Written request
Transcribe the lines below verbatim, skipping the images.

Records for the task
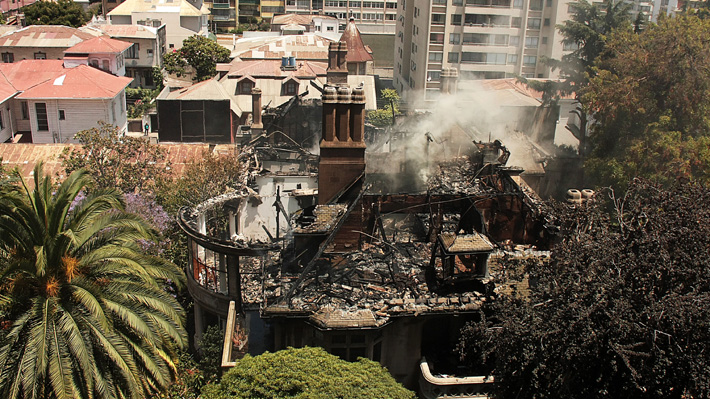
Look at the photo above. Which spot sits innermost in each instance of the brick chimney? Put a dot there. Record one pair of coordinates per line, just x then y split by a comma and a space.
256, 109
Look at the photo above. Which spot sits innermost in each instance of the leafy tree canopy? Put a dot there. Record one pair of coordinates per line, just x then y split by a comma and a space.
650, 99
60, 12
116, 160
619, 311
383, 117
305, 373
83, 312
199, 52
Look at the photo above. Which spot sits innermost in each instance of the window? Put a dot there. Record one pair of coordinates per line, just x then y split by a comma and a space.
436, 38
133, 51
290, 88
41, 114
245, 86
531, 42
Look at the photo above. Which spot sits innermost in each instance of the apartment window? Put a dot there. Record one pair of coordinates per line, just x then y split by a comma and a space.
531, 42
41, 114
290, 88
536, 5
436, 38
133, 51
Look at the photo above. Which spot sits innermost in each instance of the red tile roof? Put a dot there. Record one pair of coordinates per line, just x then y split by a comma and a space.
79, 82
356, 48
27, 73
101, 44
272, 68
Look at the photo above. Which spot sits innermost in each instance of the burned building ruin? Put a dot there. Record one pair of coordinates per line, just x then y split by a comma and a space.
365, 252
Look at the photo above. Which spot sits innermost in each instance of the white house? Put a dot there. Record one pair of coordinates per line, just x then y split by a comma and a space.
52, 103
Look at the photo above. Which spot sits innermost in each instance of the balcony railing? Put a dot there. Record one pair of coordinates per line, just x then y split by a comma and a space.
433, 387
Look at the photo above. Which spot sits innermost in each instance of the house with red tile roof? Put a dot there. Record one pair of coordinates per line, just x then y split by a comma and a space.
100, 52
39, 42
51, 102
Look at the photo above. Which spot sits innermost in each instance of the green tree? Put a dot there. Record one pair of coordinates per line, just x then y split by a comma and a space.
651, 98
82, 308
587, 31
385, 116
305, 373
619, 311
199, 52
60, 12
115, 160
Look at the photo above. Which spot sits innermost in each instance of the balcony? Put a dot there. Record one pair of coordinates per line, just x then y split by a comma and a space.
435, 387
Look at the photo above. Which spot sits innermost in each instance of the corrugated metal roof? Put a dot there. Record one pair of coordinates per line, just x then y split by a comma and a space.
44, 36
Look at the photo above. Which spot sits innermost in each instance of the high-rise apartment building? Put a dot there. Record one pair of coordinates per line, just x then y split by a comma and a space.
482, 39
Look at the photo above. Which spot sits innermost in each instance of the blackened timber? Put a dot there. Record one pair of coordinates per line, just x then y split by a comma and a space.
325, 244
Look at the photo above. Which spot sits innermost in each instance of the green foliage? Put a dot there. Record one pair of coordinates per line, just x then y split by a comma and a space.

Correct response
Look at the photo above. Which spot sits innermost in each instance of the brick chimney? Put a dot there. Record one pair of coordinates per line, just x then y split by a comma and a space.
256, 109
Look at the photo above. Which spot sits innermost in each instance of the leafy tree canopy? Put a dot there. Record one pair of coordinates per line, just x then y split by a comma and a space.
650, 99
60, 12
116, 160
619, 311
383, 117
305, 373
83, 312
199, 52
Look at the photo above. Which spot sits innermost in each instance of the window? Put a dot there. Record one pair of coordinates per line, just x then y split by a comma and a space.
436, 38
133, 51
290, 88
41, 114
245, 86
531, 42
Look at the photo above. Which spot sits innermost in each instance of the apartment window? Put a dot there. Record one pair of coordinates per line, just x then y split by a comma and a space.
531, 42
41, 114
290, 88
536, 5
436, 38
133, 51
Look at the photo above. Which spot sits innermost in each instance of the red tile roof? Put a dot there. Record one pair of coordinates per line, just x then y split by a comma and a space.
79, 82
356, 48
27, 73
101, 44
272, 68
Look at the photo above. Which spot sits innermost in each instance of the burned building ruin? Put a dot there. Record one pair of coordinates per line, just x then y split by a comma and a space.
365, 252
Look at the photo above. Which spot sits innermost in each instance of the white house? Put a dot there. Record one pair of coordinates per line, just x then y split by a comma and a space.
52, 103
Look at the photo above. Which spot sits innermost in each instance of the balcony railing? Put a dot there. Record one pair of coordinates per line, just x then y split by a comma and a space.
433, 387
Look at the photo above. Which spot sits innermost in each instance of the house with red tile roof? Put a dot there. Record one pair of coordinates per line, just x then y split by a comma and a space.
100, 52
39, 42
51, 102
Look at the photo above. Which spot sits innermost in each instance of the green tree? Put a dot there. Record one pair of coordinates per line, just x then y split by a comma and a space.
651, 98
82, 308
587, 31
385, 116
305, 373
619, 311
199, 52
60, 12
115, 160
Look at the photo above. Which spot sits innermost in each instance of the balcony? Put a dot there. Record one pair of coordinates per line, just x then y split by a comma and a space.
435, 387
Look at the photo above. Which spot sits innermost in each instance of the corrugated metal roof? Put a dot there. Record one pair of coordinates per line, just x then y split by a comma and a space.
44, 36
Look at the photo above. Which spot sits innermost in each instance of the high-rise apartment building? Put a dot there. Record one pair of coordinates per line, just x then y split by a comma and a space.
482, 39
Look at the photo above. Which spot sits innermost in each instance of the blackened timber? Put a dot there. Record one pair of coordinates per line, just x then y split by a comma and a space.
325, 244
Look at the photo above. Which spot sits innermost in each instance of the green foliage? Put a dot there. Record one pair of coordinates per line, just x then y split by a comma and a space.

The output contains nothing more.